## Petunjuk
a – Alihkan kalimat dari cuplikan halaman berikut ke dalam bahasa Inggris: "Secara umum, data populasi muslim di Jerman adalah 3% dari total penduduk."
b – Kutip dengan tepat bagian cuplikan halaman yang dimulai pada kata-kata yang memuat "Hari ini, sembari" dan berhenti setelah "kota Dresden ini.".

## Cuplikan Halaman
===============

Secercah Sunnah di Kota nan Gerah

Posted by Lembaga Muslimah DPC Wahdah Islamiyah Bandung On Sabtu, 27 Maret 2010 0 komentar
Catatan dari blog http://bramantya.wordpress.com
Ditulis oleh Muhammad  Agung Bramantya merupakan salah satu Pengurus Dewan Pimpinan Cabang Wahdah Islamiyah (DPC WI) Jogjakarta
dresden
Pemandangan dari pinggir sungai Elbe, Dresden, Germany

Secercah Sunnah di Kota nan Gerah
catatan kecil tentang penerapan sunnah nabi pada muslimin di Dresden-Jerman
Sementara riak-riak anti-Islam dan Islamphobia di Negara Jerman masih menjalar, disudut kota Dresden terhembus angin sejuk dari segelintir kaum muslim yang tinggal di kota ini. Secara umum, data populasi muslim di Jerman adalah 3% dari total penduduk. Jumlah tersebut belum dirinci antara muslimin penduduk asli, ataukah pendatang.
Hari ini, sembari menunggu pesawat yang dioperasikan perusahaan penerbangan Lufthansa yang insya Alloh membawa saya dari Dresden Flughafen (bandara) ke Frankfurt Main Airport untuk seterusnya kembali ke tempat belajar saya di Jepang, saya ingin berbagi cerita tentang secuil fragment kehidupan muslim di kota Dresden ini.

===============

## Data Rekaman
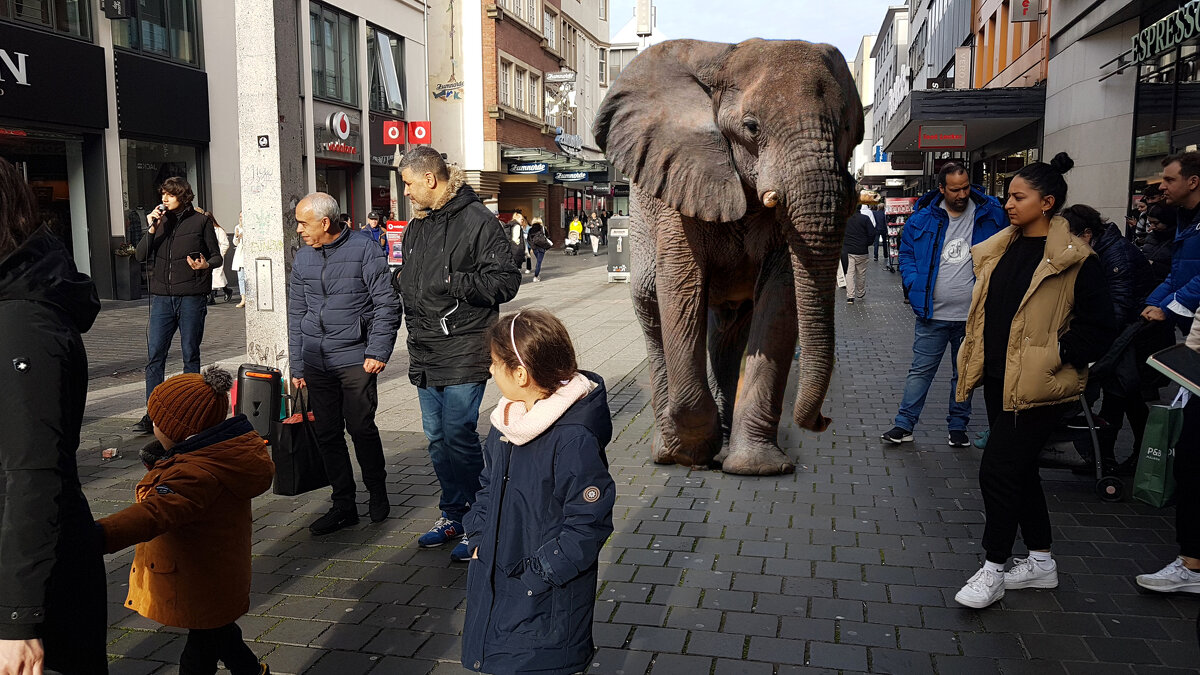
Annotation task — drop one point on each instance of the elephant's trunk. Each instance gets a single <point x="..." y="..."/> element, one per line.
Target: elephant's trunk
<point x="817" y="214"/>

===============

## Jawaban Tugas
a – In general, data on the Muslim population in Germany is 3% of the total population.

b –
Hari ini, sembari menunggu pesawat yang dioperasikan perusahaan penerbangan Lufthansa yang insya Alloh membawa saya dari Dresden Flughafen (bandara) ke Frankfurt Main Airport untuk seterusnya kembali ke tempat belajar saya di Jepang, saya ingin berbagi cerita tentang secuil fragment kehidupan muslim di kota Dresden ini.